Required action: The records that follow are to be repeated exactly, with the pictures removed.

■ ■ ■ ■ ■ ■ ■

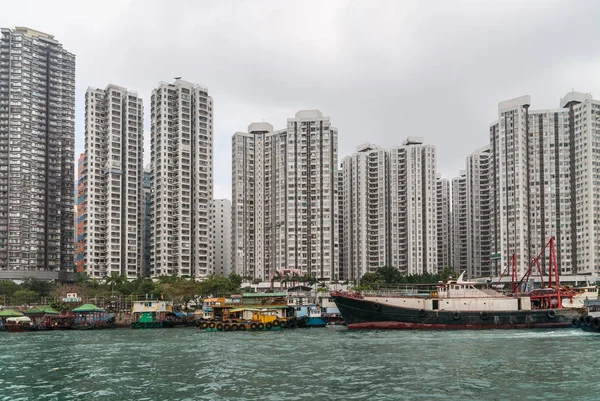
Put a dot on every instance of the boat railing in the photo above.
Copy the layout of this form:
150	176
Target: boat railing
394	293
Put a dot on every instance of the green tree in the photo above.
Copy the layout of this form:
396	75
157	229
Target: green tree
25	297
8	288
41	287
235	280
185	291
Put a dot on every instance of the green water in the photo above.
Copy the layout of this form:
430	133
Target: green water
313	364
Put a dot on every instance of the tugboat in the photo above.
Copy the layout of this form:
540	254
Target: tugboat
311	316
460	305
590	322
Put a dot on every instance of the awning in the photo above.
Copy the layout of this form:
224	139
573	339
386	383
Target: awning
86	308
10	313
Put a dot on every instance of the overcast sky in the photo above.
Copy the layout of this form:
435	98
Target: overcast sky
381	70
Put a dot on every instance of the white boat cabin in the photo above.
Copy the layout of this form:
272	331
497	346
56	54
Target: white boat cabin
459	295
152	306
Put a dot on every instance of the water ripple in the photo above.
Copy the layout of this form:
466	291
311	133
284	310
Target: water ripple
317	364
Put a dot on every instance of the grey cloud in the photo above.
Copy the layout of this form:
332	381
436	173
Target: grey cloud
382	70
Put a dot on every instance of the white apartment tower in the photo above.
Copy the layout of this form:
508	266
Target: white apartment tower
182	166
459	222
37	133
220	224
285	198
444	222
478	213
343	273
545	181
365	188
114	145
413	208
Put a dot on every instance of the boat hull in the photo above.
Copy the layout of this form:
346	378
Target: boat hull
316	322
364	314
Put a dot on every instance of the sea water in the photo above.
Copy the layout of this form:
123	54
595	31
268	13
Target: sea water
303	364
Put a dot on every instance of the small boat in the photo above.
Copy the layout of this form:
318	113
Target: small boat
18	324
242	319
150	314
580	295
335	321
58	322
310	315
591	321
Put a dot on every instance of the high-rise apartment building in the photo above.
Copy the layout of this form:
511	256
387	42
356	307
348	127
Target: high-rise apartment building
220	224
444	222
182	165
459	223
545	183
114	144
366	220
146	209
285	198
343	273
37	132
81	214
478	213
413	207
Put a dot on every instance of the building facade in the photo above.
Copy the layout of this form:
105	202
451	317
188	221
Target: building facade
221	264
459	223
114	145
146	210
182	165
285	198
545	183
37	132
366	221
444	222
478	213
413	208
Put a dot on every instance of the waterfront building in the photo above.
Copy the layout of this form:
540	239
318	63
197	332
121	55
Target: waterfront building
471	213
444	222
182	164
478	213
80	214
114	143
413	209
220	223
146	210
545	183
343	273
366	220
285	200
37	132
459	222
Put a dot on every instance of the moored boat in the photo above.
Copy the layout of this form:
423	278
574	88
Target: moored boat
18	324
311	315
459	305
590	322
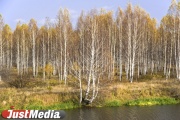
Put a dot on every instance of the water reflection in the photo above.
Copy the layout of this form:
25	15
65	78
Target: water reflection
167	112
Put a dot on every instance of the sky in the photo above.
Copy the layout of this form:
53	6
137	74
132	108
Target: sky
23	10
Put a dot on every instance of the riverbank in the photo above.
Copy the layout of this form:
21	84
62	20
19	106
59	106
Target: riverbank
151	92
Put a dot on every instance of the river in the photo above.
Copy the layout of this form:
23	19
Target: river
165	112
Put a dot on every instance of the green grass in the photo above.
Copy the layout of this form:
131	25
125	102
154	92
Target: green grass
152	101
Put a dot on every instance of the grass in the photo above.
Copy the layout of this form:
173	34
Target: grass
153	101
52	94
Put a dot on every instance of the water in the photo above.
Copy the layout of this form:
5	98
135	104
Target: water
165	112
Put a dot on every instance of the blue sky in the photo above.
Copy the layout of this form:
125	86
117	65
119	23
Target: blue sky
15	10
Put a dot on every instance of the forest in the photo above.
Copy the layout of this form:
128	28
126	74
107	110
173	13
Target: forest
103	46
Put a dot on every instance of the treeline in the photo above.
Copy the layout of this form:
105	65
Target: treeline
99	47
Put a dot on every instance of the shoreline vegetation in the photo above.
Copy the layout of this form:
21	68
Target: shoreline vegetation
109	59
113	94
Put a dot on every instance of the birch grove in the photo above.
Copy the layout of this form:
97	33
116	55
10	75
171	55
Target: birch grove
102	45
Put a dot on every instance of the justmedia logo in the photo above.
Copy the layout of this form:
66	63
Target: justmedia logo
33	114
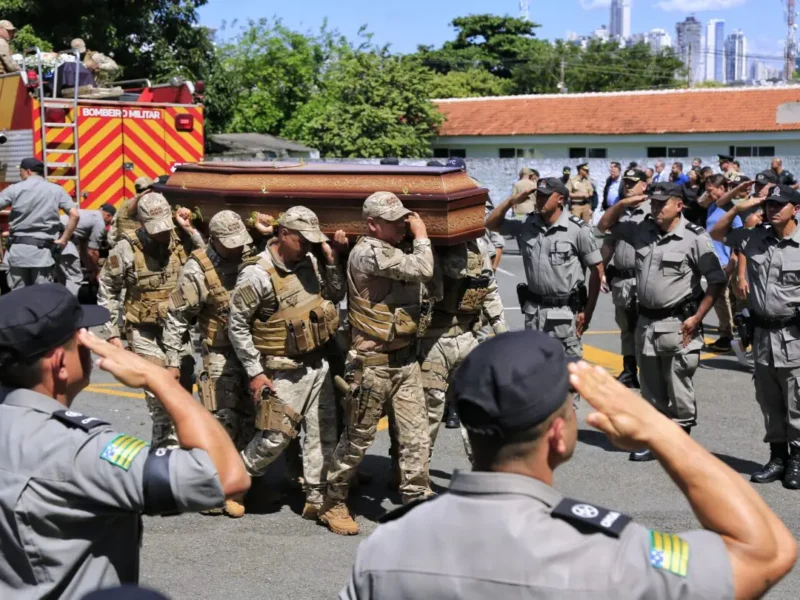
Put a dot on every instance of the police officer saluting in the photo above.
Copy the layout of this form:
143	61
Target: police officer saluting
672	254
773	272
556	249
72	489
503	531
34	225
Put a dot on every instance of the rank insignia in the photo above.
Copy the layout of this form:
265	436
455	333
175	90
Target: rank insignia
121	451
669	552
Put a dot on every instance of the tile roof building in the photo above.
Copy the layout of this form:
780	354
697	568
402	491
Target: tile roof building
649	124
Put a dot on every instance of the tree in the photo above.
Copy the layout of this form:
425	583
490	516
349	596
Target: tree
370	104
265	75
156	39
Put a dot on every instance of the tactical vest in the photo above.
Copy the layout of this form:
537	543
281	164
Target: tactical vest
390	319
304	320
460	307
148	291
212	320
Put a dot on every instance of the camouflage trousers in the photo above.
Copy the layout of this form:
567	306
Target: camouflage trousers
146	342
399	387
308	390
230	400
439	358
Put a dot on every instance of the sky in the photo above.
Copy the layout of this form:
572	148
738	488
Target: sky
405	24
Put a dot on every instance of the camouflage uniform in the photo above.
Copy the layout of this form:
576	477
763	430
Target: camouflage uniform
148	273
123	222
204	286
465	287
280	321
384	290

■ ■ ■ ■ ■ ■ ■

Finished exercise:
Put a dot on every instance of the boat railing in the photo above.
Copy the layout of this form:
150	176
Target: boat railing
394	293
Put a dot on every instance of the green tree in the photo above.
Copy the layout of this form:
396	75
157	229
Target: green tree
25	297
8	288
41	287
235	280
185	291
Put a dot on every instance of the green water in the photo above.
Copy the layout of this form:
430	133
Target: green water
313	364
Put a dot on every instance of the tugboat in the photo above.
Copy the layout of this form:
540	254
Target: tugboat
311	316
460	305
590	322
Put a dot on every instance of the awning in the photo above.
Copy the layout of this form:
224	139
573	339
386	383
Target: awning
86	308
10	313
Put a dot on every instance of the overcast sky in the photo above.
Copy the layout of this form:
435	98
Target: overcast sky
381	70
Put a dot on every instance of the white boat cabin in the photo above.
Copy the layout of this form:
272	331
497	346
56	54
Target: white boat cabin
459	295
152	306
Put a dot on every instance of the water ripple in the photo above.
Copy the layout of this form:
466	291
311	133
284	310
Target: water ripple
317	364
Put a dot on every instance of the grey cloud in the photo above.
Copy the layout of this form:
332	381
436	173
Target: grey cloud
382	70
Put a dot on every instance of the white apartment tower in the photo above.
Copy the layout of this form:
508	266
Target: white apartment tower
182	166
459	222
37	133
220	224
285	198
444	222
478	213
343	273
545	181
365	188
114	145
413	208
Put a dot on every instance of the boat hull in the photo above.
Copy the layout of this form:
346	378
Target: boat hull
316	322
364	314
Put a dot on every instance of the sea water in the photo above.
Copy the layout of this form:
123	54
595	31
268	13
Target: sea water
303	364
Put a dot on every instance of the small boat in the photo above.
Copy the layout of this form:
318	113
Target: small boat
18	324
242	319
150	314
580	295
335	321
58	322
310	315
591	321
Put a dot on every instance of the high-rise apartment building in the photo above.
Copy the layout of this form:
511	256
387	42
356	307
348	127
Target: high-rise apartment building
220	224
444	222
182	165
459	223
545	183
114	144
366	220
146	209
285	198
343	273
37	132
81	214
478	213
413	207
Put a dot on every instance of the building facade in the photo above.
Copy the layout of this form:
105	202
451	317
188	221
Target: building facade
221	264
459	223
114	145
146	210
182	165
285	198
545	183
37	132
366	221
444	222
478	213
413	208
Put a dot on every instance of the waterfront building in the photo above.
Copy the layout of this form:
540	239
318	63
197	332
121	55
Target: waterfront building
471	213
444	222
182	164
478	213
80	214
114	143
413	209
220	223
146	210
545	183
343	273
366	220
285	200
37	132
459	222
Put a dot on every instance of the moored boat in the photo above.
Copy the layout of this form:
423	278
574	88
Target: moored boat
18	324
311	315
459	305
590	322
Put a dot on every instance of the water reflection in the photo above.
Copy the layout of this form:
25	15
65	78
Target: water reflection
167	112
Put a dot on every instance of the sky in the photo above.
Copy the layout of this form:
53	6
137	74
132	108
Target: sky
23	10
Put a dot on every instance of the riverbank in the photo above.
Copy the layout of this form:
21	84
62	20
19	106
59	106
Target: riverbank
151	92
Put a dot on every instance of the river in the photo above.
Copy the layout of this form:
23	19
Target: river
165	112
Put a dot on every instance of the green grass in the photo above.
Copy the layout of this form:
131	25
125	102
154	92
Target: green grass
152	101
Put a dot on every instance of the grass in the photo above.
Copy the layout of this form:
173	34
Target: grass
153	101
52	94
Put a dot on every instance of the water in the photo above.
Copy the layout of this form:
5	98
135	104
Target: water
165	112
Put a dot on every instance of the blue sky in the photo above.
Copy the layout of this form:
125	86
117	65
119	23
Target: blue sky
15	10
Put a dot on every instance of the forest in the photo above.
Copy the layout of this form:
128	28
126	74
107	110
173	13
Target: forest
103	46
Put a dot on every instance of the treeline in the photo above.
Copy the layout of this form:
105	65
Target: treeline
99	47
Put a dot on every instance of the shoreline vegetation in the photo above.
Copy the layout of this form:
21	68
Target: shoreline vegetation
109	59
113	94
Put a dot on every instance of the birch grove in the photo above.
Copy the layout of this form:
97	33
116	55
10	75
171	55
Target: birch grove
102	45
Put a dot on every instance of the justmedia logo in the photo above.
Copy the layout of this form:
66	63
Target: justmedia logo
33	114
Put a dot on every instance of the police officer saluting in the photo above.
Copy the layout of this form:
143	61
Target: police officer saluting
672	254
773	272
556	249
72	489
503	531
34	225
Put a dot on every instance of the rank insignia in the photo above.
Copy the layout of this form:
265	436
455	333
175	90
Target: rank insignia
121	451
669	552
Put a dot on every instance of the tile roof building in the photo above.
Copy the layout of this form:
780	354
697	568
402	491
Target: tile roof building
649	124
Put a dot on every instance of the tree in the photo above.
Copy the layout of this form:
425	583
490	516
349	596
Target: tree
370	104
265	75
156	39
Put a dot on every instance of the tactical vest in the photo above.
Copy the layout of this form:
537	543
281	164
Target: tactical vest
390	319
304	320
460	307
148	291
212	320
Put a dot on every instance of the camouflage trousers in the photo above.
Copy the layout of this form:
567	306
Target: camouflage trousers
146	342
399	387
308	390
230	400
439	358
Put a dot on every instance of the sky in the photo above.
Copy the layout of this form:
572	148
738	488
Target: sky
405	24
Put a dot on every instance of the camouflage uniform in the photo above.
Copy the layout of this form:
576	477
763	430
Target: camouflage uniform
148	273
123	222
204	286
465	287
280	321
384	290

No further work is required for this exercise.